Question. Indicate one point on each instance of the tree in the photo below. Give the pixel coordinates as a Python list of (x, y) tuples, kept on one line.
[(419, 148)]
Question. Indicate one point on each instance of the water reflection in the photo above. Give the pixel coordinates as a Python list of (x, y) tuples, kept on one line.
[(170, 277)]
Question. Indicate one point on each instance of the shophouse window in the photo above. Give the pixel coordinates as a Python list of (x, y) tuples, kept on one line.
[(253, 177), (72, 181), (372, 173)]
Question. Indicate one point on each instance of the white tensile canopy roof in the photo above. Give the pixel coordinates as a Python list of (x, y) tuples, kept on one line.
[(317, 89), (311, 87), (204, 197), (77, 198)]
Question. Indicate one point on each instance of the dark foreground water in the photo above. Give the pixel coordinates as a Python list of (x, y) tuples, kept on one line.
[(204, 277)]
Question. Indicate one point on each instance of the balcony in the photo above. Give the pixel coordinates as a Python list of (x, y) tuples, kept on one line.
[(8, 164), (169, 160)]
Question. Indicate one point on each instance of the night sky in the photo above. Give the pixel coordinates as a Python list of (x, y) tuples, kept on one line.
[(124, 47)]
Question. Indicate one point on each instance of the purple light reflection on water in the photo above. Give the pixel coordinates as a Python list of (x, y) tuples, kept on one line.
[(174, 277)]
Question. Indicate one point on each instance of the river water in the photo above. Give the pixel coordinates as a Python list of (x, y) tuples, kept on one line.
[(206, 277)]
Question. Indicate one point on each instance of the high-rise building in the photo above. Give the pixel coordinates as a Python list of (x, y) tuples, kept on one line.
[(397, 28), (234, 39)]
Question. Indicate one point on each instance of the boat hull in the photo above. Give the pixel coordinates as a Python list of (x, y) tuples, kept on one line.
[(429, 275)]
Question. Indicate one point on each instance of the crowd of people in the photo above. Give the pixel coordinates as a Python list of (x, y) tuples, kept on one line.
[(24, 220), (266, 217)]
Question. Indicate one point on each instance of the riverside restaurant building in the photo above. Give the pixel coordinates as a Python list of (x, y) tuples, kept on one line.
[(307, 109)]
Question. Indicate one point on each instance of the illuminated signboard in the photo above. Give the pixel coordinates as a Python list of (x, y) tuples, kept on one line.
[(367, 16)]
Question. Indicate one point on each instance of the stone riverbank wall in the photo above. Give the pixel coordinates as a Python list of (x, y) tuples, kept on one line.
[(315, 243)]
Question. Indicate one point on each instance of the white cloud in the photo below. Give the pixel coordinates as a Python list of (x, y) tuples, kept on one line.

-- EXERCISE REQUIREMENTS --
Each line above is to be restated exactly.

-- WORKED SOLUTION --
Question. Indicate one point on each instance of the tree in the photo below. Give the pixel coordinates as a Python list of (x, y) tuples, kept on one line.
[(419, 148)]
Question. Indicate one point on each instance of the water reflection in the photo above. Give the pixel coordinates as a Python list of (x, y) tuples, kept on one line.
[(170, 277)]
Question. Indicate one point on each instance of the shophouse window in the photo above. Give the pixel coordinates as a Python list of (x, y) tuples, kept on one line.
[(253, 177), (72, 181), (372, 173)]
Question. Indicate one point on each instance of the white tensile canopy roof in the photo above. Give the pixel coordinates as a Python list of (x, y) tuples, kept on one line.
[(317, 89), (311, 87), (204, 197), (77, 198)]
Question. Indicate one point on each instance of the dark foreground water in the photo above. Give the pixel coordinates as a Python list of (x, y) tuples, kept on one line.
[(204, 277)]
Question. Indicate one point on each instance of the balcony in the photo above. Give the pixel coordinates as a Python list of (x, y) tuples, kept on one line.
[(8, 164), (169, 160)]
Question. Indicate one point on each instance of the night sky in the photo above. Give the pixel coordinates as a Python list of (x, y) tuples, kept on one line.
[(124, 47)]
Question. Indicate one point on each instance of the purple light reflection on water in the photo above. Give the pixel coordinates as a Python list of (x, y) tuples, kept on one line.
[(174, 277)]
Question. Indicate one point on each instance of the river water in the photo above. Give the pixel coordinates as a Python list of (x, y) tuples, kept on one line.
[(206, 277)]
Question. Indicate one point on each instance of the high-rise building in the photo above. Give the pixel coordinates as a Python list of (x, y) tuples, kept on one line.
[(397, 28), (234, 39)]
Question. Indicate one point on each instance of the boat hull in the photo above. Give the pixel coordinates as a Python list of (x, y) tuples, kept on one line.
[(429, 275)]
Question. Indicate one point on each instance of the crowd of people in the photo above. Give the pixel coordinates as a Python list of (x, y) tuples, kept on one line.
[(24, 220), (266, 217)]
Question. Indicate one point on each instance of the riverside restaurant building in the photo above. Give the pixel coordinates as a Python list of (x, y) tuples, kept on one line.
[(307, 109)]
Question. Indicate one point on each instance of the illuminated signboard in the photo above. Give the pixel coordinates as a Python list of (x, y) tuples, kept on one line.
[(367, 16)]
Question. Indicate one point on each instance of the stone riverbank wall in the photo above. Give the pixel coordinates as a Python list of (x, y) tuples, kept on one line.
[(315, 243)]
Question. Indicate one point on each instance of the white cloud in the photo below. Give the pixel coordinates as a Python list of (x, y) tuples, kept on one line.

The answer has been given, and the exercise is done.